EXERCISE DESCRIPTION
Could you return each line from the one bearing "tag in the photo above." through the last line of the entries, exactly as it stands, with no pictures?

[THE DATA Boundary: Start]

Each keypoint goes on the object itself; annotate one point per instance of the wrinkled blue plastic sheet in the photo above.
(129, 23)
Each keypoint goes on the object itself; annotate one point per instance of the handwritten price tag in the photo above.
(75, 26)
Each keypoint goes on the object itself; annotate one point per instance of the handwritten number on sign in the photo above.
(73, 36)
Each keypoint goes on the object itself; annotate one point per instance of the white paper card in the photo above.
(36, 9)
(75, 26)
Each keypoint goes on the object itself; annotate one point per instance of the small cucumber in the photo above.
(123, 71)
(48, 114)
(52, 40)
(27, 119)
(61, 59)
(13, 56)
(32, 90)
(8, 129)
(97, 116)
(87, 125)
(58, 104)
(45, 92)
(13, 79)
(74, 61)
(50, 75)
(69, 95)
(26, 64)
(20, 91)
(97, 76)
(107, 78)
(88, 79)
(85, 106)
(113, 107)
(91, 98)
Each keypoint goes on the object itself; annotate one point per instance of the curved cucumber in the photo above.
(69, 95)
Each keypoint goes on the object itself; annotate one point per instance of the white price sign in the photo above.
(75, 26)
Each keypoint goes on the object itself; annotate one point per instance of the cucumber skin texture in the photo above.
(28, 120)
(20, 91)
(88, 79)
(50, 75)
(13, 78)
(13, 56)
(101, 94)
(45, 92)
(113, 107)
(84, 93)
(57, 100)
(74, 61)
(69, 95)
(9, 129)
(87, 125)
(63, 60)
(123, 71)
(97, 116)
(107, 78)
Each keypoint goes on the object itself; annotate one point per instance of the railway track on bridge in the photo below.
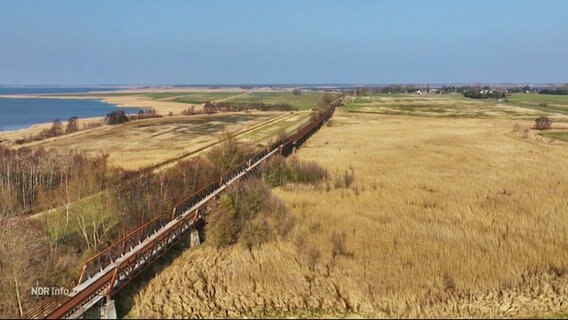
(111, 269)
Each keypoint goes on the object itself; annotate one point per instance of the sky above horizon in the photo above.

[THE DATA Boundary: End]

TASK RESPONSE
Each keypoint goes on the object itself; annotate one point per instance of the handwritten price tag in the photo above.
(75, 26)
Each keypoint goes on the object itself; annotate one point per instance of the handwritten number on sign in the photo above.
(73, 36)
Each keypoint goes on the object itself; annotate one point per instance of the white paper card in the photo above.
(36, 9)
(75, 26)
Each keypoint goes on the object itself; annotate one point per instance of the small cucumber in the photo above.
(123, 71)
(48, 114)
(52, 40)
(27, 119)
(61, 59)
(13, 56)
(32, 90)
(8, 129)
(97, 116)
(87, 125)
(58, 104)
(45, 92)
(13, 79)
(74, 61)
(50, 75)
(69, 95)
(26, 64)
(20, 91)
(97, 76)
(107, 78)
(88, 79)
(85, 106)
(113, 107)
(91, 98)
Each keypoint goes on the object itself; annotate one point per instance of the curved cucumber in the photo above.
(69, 95)
Each keypoint goes on the object itself; annotate one point per instance of the white price sign in the photo above.
(75, 26)
Each keypoint goes on the object itself; annotate one point per instance of the cucumber skin texture in the photo above.
(28, 120)
(20, 91)
(88, 79)
(50, 75)
(13, 78)
(13, 56)
(101, 94)
(45, 92)
(113, 107)
(84, 93)
(57, 100)
(74, 61)
(69, 95)
(9, 129)
(87, 125)
(63, 60)
(123, 71)
(97, 116)
(107, 78)
Each keypoint goes on the object itself; annotate one point per instance of the railway track on bridge in the photo below.
(111, 269)
Each keypoint goes on the object itself; annotate one point per instance of the sky above horizon in the photo above.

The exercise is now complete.